**OBJETIVO 1:** Conte quantas linhas da listagem trazem a palavra "gravel" e responda só com esse número.

**TRECHO DADO:**

:::::

Sol e Lua são os criadores de um sem-número de características da vida e da paisagem atual que não teríamos tempo aqui de enumerar: os rios xinguanos e as fases da Lua, ambos resultantes de uma mesma sequência de ações míticas; a luz do sol, criada a partir da confecção de um cocar de penas amarelas e vermelhas, num episódio cuja relação temporal com os demais não posso precisar; o ciúme entre irmãos e o xamanismo, o surgimento do primeiro gerando a criação do segundo; as araras vermelhas; diversos rituais xinguanos etc. Os gêmeos são ainda personagens de histórias protagonizadas por outros seres de sua época, todos fundadores, por meios variados, do nosso modo de viver atual. Essa história, de fato, não termina, vai se rarefazendo em episódios menos claramente conectados à sequência inicial.
Além de esclarecer que este resumo deixa de lado detalhes cruciais, bem como todo o sabor e humor contidos nessa história, é preciso dizer que ele reproduz apenas, e na melhor das hipóteses, uma versão do mito, ou antes, uma condensação bastante selvagem de algumas versões que escutei. Muitas variações dessa história já foram registradas na literatura, mas podemos estar certos de que existe uma infinidade de variantes desconhecidas. A cada evento narrativo, segundo o sabor do momento, a plateia e as intenções do narrador, um detalhe será alterado, um episódio agregado, omitido ou esquecido. Esse é um caráter fundamental do conhecimento mítico, de todo conhecimento transmitido oralmente, sem dúvida, e tem implicações importantes que merecem ser comentadas. Antes, contudo, devo fazer algumas observações sobre a história de Mawutsini, as mulheres de pau e os gêmeos demiurgos.

:::::

**MATERIAL DA TAREFA:**

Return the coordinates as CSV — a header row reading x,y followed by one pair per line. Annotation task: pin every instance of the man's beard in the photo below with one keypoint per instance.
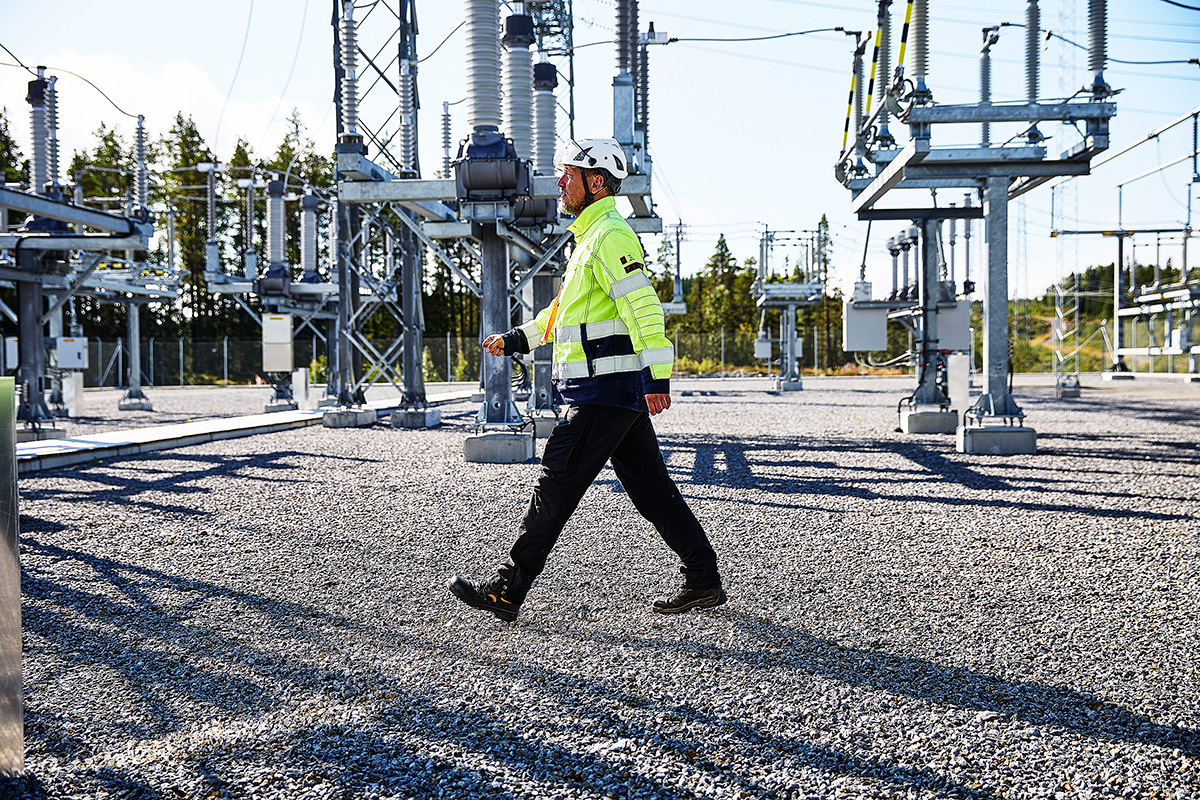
x,y
564,206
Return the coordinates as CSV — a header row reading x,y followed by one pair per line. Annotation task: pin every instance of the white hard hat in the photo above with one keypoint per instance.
x,y
594,154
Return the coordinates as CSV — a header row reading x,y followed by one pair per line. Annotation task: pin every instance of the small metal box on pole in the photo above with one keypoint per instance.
x,y
277,355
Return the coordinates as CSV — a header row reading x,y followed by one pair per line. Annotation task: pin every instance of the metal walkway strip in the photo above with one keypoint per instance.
x,y
51,453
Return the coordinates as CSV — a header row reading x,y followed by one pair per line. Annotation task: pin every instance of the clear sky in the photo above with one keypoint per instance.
x,y
743,133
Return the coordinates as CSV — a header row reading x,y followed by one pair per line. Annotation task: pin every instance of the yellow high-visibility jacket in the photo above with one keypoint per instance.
x,y
610,344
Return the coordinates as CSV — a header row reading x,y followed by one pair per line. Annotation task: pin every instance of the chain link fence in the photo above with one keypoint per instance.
x,y
180,362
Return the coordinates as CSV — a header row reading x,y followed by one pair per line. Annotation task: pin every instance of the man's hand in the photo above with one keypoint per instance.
x,y
495,344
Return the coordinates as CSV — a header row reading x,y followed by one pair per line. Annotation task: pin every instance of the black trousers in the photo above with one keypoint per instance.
x,y
577,450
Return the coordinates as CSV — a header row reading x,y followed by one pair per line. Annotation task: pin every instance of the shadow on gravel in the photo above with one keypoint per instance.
x,y
1161,451
149,627
173,473
774,645
168,641
780,467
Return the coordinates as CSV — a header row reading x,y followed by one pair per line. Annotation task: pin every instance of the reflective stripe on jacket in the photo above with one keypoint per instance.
x,y
610,318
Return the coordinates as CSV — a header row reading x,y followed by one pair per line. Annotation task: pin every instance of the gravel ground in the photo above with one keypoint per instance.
x,y
267,617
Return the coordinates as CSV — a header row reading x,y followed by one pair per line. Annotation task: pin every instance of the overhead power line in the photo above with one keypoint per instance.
x,y
1181,5
18,60
756,38
443,42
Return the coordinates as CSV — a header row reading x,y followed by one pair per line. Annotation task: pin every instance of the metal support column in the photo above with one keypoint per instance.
x,y
929,287
995,400
12,733
498,407
414,319
31,350
135,400
343,372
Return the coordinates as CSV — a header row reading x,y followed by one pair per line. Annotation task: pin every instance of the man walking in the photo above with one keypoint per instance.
x,y
612,366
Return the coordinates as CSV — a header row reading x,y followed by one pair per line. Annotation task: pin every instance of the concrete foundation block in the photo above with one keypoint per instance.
x,y
498,447
135,404
543,426
349,417
997,440
417,419
929,421
40,434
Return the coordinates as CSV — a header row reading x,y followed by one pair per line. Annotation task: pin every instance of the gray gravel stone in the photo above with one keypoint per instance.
x,y
267,617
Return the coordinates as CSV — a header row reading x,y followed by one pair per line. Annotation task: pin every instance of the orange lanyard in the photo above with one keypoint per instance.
x,y
553,313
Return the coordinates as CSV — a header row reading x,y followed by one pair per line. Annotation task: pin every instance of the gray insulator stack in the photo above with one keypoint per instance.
x,y
628,52
859,90
1098,43
989,38
309,234
1032,44
519,83
52,131
484,64
36,98
883,66
919,42
275,252
139,151
349,42
445,139
407,114
624,41
643,98
545,80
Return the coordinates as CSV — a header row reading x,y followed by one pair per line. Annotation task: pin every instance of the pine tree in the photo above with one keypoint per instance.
x,y
183,148
664,276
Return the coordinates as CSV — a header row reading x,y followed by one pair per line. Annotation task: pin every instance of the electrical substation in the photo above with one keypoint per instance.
x,y
948,575
493,205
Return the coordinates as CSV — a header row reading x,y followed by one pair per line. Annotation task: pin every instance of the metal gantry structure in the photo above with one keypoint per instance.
x,y
874,167
64,250
499,209
1158,318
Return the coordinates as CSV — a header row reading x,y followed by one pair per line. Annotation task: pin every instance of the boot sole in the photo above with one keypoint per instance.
x,y
465,593
703,602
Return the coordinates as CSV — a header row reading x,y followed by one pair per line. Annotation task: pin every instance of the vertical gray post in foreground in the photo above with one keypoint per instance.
x,y
495,312
12,733
995,308
930,290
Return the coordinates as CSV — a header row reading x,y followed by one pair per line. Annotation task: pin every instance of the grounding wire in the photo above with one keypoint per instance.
x,y
661,174
442,42
18,60
755,38
287,83
245,38
76,74
1050,34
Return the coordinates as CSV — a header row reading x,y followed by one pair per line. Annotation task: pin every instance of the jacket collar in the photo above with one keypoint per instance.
x,y
592,215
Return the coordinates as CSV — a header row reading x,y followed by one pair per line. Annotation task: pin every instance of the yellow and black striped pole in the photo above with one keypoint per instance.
x,y
850,107
904,32
875,59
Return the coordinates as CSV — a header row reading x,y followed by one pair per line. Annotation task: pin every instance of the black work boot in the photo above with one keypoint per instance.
x,y
687,599
499,594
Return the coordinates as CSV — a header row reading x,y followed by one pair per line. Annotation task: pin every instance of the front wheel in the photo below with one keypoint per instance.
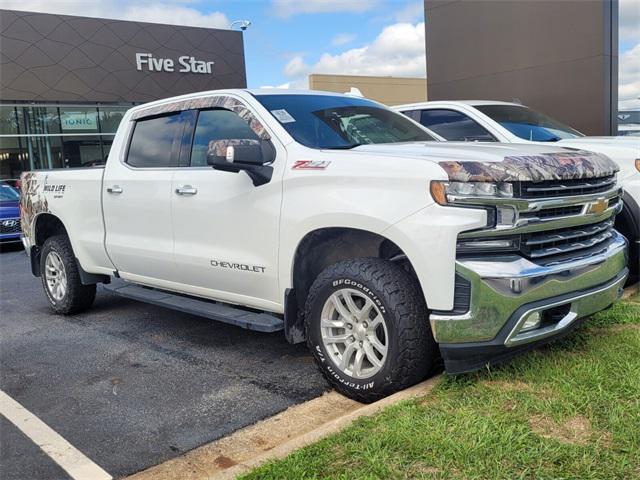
x,y
368,329
61,279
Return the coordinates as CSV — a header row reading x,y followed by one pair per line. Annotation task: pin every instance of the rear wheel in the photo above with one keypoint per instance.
x,y
61,279
367,327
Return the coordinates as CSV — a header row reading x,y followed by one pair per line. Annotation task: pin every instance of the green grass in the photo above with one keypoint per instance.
x,y
567,411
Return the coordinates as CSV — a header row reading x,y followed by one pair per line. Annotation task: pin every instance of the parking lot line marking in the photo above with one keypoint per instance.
x,y
72,460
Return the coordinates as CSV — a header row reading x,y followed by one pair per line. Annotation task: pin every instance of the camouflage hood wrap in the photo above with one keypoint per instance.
x,y
536,168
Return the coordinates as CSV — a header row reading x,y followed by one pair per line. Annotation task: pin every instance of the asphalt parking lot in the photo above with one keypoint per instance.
x,y
131,385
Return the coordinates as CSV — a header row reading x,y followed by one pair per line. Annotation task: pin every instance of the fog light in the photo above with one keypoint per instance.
x,y
532,322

:::::

**OBJETIVO 2:** De acordo com o trecho, a luz do sol foi criada a partir da confecção de qual objeto?

**RESPOSTA DO EXERCÍCIO 1:** 3

**RESPOSTA DO EXERCÍCIO 2:** De um cocar de penas amarelas e vermelhas.